## [DATA FOR REVIEW]
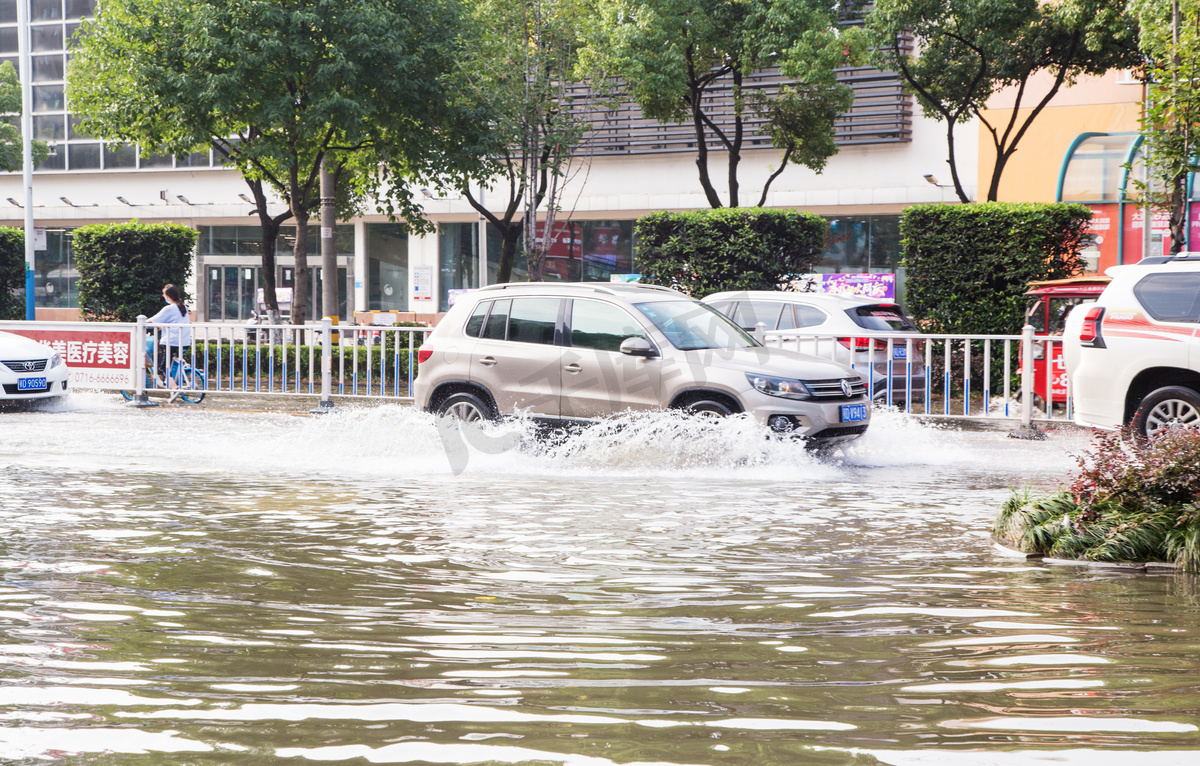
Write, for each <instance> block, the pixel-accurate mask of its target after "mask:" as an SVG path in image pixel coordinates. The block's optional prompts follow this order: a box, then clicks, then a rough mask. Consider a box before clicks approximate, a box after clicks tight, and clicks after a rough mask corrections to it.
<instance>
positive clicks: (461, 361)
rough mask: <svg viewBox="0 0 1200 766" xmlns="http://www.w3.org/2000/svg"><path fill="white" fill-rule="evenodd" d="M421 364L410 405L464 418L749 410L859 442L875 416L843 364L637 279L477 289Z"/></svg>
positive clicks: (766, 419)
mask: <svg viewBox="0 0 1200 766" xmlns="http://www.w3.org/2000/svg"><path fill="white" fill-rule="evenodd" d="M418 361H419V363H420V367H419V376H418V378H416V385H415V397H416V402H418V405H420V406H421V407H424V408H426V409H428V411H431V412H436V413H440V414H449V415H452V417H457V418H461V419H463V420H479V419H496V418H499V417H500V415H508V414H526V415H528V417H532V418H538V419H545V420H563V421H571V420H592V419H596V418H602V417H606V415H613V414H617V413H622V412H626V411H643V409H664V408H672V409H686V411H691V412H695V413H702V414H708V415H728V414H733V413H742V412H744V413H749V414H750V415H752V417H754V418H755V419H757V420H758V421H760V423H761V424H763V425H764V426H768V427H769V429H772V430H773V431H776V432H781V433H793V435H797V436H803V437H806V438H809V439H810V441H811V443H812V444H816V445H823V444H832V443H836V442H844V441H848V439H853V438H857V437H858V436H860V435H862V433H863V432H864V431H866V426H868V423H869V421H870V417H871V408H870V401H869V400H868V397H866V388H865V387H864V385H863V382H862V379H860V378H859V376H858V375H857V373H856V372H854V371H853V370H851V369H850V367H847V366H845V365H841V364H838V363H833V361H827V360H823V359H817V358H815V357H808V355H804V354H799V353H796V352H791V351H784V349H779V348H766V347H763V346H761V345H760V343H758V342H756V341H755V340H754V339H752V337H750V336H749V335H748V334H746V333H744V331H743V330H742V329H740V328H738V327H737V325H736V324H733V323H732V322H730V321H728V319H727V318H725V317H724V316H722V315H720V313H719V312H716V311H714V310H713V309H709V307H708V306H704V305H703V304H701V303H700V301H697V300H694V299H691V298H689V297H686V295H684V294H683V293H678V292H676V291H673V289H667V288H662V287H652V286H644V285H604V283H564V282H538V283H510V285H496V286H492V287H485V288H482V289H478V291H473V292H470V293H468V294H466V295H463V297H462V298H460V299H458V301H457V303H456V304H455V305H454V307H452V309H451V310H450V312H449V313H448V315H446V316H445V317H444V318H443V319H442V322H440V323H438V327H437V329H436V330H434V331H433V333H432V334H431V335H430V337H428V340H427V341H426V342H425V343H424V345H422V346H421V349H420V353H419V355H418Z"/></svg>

* * *

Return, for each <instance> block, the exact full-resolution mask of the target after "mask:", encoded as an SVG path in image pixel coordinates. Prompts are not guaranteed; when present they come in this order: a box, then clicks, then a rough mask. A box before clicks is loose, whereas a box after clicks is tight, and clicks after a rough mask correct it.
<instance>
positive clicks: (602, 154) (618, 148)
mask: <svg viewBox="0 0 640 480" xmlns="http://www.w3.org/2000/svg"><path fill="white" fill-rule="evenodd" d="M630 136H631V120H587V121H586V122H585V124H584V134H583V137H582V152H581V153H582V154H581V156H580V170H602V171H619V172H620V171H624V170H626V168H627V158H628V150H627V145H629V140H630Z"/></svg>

## [JOB ITEM]
Copy out the lines of the records word for word, starting at the line that contains "Write, for each" and ending at the line that contains "positive clicks: (766, 419)", with both of those lines included.

## [RESULT FOR THIS TASK]
Write, for each <instance> block, the pixel-accurate mask of its target after "mask:" as an SVG path in image pixel coordinates. The block's optional prompts follow this order: a box, then clicks, then a rough mask. Consider a box before clicks approximate, a box after clicks tight, and clicks after a rough mask corrections to it.
<instance>
positive clicks: (461, 361)
rough mask: <svg viewBox="0 0 1200 766" xmlns="http://www.w3.org/2000/svg"><path fill="white" fill-rule="evenodd" d="M421 364L410 405L464 418L749 410L859 442L875 416L843 364L637 279L477 289Z"/></svg>
positive clicks: (766, 419)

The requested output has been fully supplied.